Stored records
%%

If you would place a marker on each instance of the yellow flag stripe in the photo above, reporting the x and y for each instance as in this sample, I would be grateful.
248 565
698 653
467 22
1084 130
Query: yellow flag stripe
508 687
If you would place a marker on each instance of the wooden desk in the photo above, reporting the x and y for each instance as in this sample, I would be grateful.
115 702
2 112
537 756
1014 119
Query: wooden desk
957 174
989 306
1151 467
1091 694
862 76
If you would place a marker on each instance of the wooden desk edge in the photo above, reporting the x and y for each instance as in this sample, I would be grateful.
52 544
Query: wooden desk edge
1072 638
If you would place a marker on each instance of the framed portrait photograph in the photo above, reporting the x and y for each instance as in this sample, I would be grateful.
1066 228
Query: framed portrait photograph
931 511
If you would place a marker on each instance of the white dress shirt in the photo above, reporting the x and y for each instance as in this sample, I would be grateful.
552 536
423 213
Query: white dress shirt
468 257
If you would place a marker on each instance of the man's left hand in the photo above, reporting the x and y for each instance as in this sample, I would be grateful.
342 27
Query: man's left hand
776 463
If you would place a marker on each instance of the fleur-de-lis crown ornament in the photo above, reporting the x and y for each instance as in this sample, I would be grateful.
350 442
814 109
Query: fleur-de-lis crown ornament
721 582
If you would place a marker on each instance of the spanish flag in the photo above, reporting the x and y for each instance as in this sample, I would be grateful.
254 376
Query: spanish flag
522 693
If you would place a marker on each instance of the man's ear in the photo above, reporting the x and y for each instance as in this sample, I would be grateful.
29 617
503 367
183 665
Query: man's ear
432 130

%%

» What to produce: Arrange every line of the material above into a numbered list, leaving out any blank lines.

» The solution:
1. If you would place a marker on each instance of the yellow flag stripe in the photo above, reporting the x and y for each instance as in this sample, I would be grateful.
2. 248 565
3. 698 653
4. 467 22
5. 1084 130
6. Query: yellow flag stripe
7. 508 687
8. If you would place a marker on each instance of the wooden desk in the photo above, reporting the x and y for each instance as in this sample, I would be grateful.
9. 115 702
10. 2 112
11. 537 756
12. 1014 119
13. Query: wooden desk
14. 957 174
15. 989 306
16. 1151 467
17. 1091 694
18. 862 76
19. If you would place a marker on each instance of the wooden desk edge in the photo above, reporting the x and y for each instance as in this sample, I would be grateful.
20. 52 544
21. Query: wooden desk edge
22. 1072 638
23. If you would place a marker on each instance of the framed portrait photograph in the photo above, reporting the x and y for each instance as in this sample, I would be grateful.
24. 1066 228
25. Query: framed portrait photograph
26. 931 511
27. If you would place a marker on each instance of the white dress shirt in the photo above, reporting the x and y for each instance as in this sample, I would be grateful.
28. 552 536
29. 423 213
30. Query: white dress shirt
31. 468 257
32. If you would place a marker on each instance of the man's left hand in the photo above, reporting the x and y for each instance as in this sample, I would be grateful.
33. 342 27
34. Query: man's left hand
35. 776 463
36. If you would place a marker on each instance of the fleur-de-lis crown ornament in the photo above, reporting the x and y for each instance as in this sample, I would be grateful.
37. 350 442
38. 814 109
39. Query: fleur-de-lis crown ornament
40. 721 582
41. If you would place a marker on each instance of the spanish flag in the photo above, reporting the x and y for each instance as in this sample, I would be grateful.
42. 254 376
43. Query: spanish flag
44. 522 693
45. If you would place a marker on each instance of the man's ear in the photo above, reporting the x and y for each instance as in this sample, I would be grateful.
46. 29 617
47. 503 367
48. 183 665
49. Query: man's ear
50. 432 130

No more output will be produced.